> Given exercise 1: Transcribe the stretch of the article on gold prices from "Now, a new set" through "its base forecast.".
> Given exercise 2: In the article on gold prices, what price per ounce does the Standard Chartered Bank team give as its base forecast for 2014?
> Given exercise 3: Take the article on gold prices further, picking up after its final sentence.

> Excerpt to read:
As a result, gold is on the move again. For much of last year, gold moved higher over worries about Europe’s debt crisis and a “double dip” recession in the United States. Prices fell into a funk in the fall, though.

Now, a new set of concerns has gripped the hearts and minds of investors. Fear has returned.

And the yellow metal has again set new highs this week, trading briefly above $1,500 an ounce.

  

So how high can it go?

Believe it or not, some analysts are calling for prices to move close to $5,000 — not immediately, but sooner than you may think.

The road to $5,000 gold

This is because, according to the folks at Standard Chartered Bank, gold is moving into a new “super-cycle” as a number of structural factors — including consumer demand from Asia and tepid growth in supply — combine to push prices higher. The team, led by Dan Smith, is looking for prices of $2,107 an ounce in 2014 as its base forecast.

Anthony Mirhaydari

The team’s members see the potential for much more. In their words, “statistical modeling suggests a possible ‘super-bull’ scenario of gold prices rallying up to $4,869 in nominal terms by 2020.”

> Record extracts:

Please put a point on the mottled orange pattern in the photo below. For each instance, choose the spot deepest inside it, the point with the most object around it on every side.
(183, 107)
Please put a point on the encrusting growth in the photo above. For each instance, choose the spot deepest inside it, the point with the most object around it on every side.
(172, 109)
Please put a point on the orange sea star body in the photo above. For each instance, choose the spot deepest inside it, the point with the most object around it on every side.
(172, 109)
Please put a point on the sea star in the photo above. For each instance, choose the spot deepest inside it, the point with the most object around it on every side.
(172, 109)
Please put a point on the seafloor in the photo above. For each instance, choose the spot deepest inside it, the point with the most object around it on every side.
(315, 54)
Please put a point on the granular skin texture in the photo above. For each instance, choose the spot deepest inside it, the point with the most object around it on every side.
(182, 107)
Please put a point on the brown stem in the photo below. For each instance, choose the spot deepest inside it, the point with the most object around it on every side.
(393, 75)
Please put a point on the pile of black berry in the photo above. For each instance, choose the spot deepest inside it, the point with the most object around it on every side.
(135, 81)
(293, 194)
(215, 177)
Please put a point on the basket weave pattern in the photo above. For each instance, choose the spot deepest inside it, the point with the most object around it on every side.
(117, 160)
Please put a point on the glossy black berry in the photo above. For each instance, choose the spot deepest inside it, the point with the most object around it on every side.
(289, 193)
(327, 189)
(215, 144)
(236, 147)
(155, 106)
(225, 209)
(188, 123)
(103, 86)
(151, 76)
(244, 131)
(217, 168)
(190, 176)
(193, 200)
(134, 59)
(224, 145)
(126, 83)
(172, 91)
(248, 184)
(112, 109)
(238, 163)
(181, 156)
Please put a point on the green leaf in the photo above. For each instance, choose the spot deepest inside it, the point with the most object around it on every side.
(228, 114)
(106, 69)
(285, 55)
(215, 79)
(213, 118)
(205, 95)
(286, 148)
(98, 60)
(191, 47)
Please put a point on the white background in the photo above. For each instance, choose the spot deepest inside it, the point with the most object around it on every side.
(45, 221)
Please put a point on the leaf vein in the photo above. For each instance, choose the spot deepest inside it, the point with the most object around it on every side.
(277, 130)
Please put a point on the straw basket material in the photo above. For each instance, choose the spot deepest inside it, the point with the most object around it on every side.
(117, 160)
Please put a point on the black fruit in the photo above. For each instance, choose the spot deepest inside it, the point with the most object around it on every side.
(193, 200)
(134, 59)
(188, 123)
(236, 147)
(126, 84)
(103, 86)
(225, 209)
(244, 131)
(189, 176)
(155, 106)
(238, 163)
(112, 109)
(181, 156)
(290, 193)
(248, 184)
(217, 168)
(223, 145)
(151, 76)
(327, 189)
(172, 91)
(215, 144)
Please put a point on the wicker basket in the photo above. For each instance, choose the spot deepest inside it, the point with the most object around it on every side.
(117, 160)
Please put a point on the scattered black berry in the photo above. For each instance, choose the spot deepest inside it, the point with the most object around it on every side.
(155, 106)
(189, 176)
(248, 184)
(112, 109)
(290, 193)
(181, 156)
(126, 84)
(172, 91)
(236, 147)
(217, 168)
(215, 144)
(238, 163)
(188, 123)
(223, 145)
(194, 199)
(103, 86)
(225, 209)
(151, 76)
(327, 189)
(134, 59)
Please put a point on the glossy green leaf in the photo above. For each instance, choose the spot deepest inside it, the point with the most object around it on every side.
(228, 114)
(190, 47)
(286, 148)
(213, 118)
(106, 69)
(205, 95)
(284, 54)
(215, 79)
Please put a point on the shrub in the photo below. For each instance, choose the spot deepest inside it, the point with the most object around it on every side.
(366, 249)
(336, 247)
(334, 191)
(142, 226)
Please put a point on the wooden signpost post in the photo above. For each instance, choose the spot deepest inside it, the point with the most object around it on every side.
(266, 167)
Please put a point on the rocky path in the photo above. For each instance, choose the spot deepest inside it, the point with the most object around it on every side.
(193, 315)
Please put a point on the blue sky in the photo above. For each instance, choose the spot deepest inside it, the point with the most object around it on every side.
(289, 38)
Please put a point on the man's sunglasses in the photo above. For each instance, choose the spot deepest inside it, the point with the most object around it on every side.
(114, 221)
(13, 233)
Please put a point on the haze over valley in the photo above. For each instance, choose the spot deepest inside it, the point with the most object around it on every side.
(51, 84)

> Written answer 1:
Now, a new set of concerns has gripped the hearts and minds of investors. Fear has returned.

And the yellow metal has again set new highs this week, trading briefly above $1,500 an ounce.

  

So how high can it go?

Believe it or not, some analysts are calling for prices to move close to $5,000 — not immediately, but sooner than you may think.

The road to $5,000 gold

This is because, according to the folks at Standard Chartered Bank, gold is moving into a new “super-cycle” as a number of structural factors — including consumer demand from Asia and tepid growth in supply — combine to push prices higher. The team, led by Dan Smith, is looking for prices of $2,107 an ounce in 2014 as its base forecast.

> Written answer 2: $2,107 an ounce.

> Written answer 3:
It’s all about supply and demand.

The driver is increased wealth in Asia. The evidence shows a strong relationship between rising incomes in places like China and India and increased gold demand. Much of this is cultural, with gold holding a place of special religious reverence.

Data from the Shanghai Gold Exchange show that China’s gold imports reached 230 tons in the first 10 months of 2010. But in only the first two months of 2011, industry experts cited by Standard Chartered estimate that imports hit 220 tons. No doubt, Beijing’s somewhat weak-handed efforts to fight inflation are contributing to the rise, as people look to protect their burgeoning wealth from the ravages of rising prices.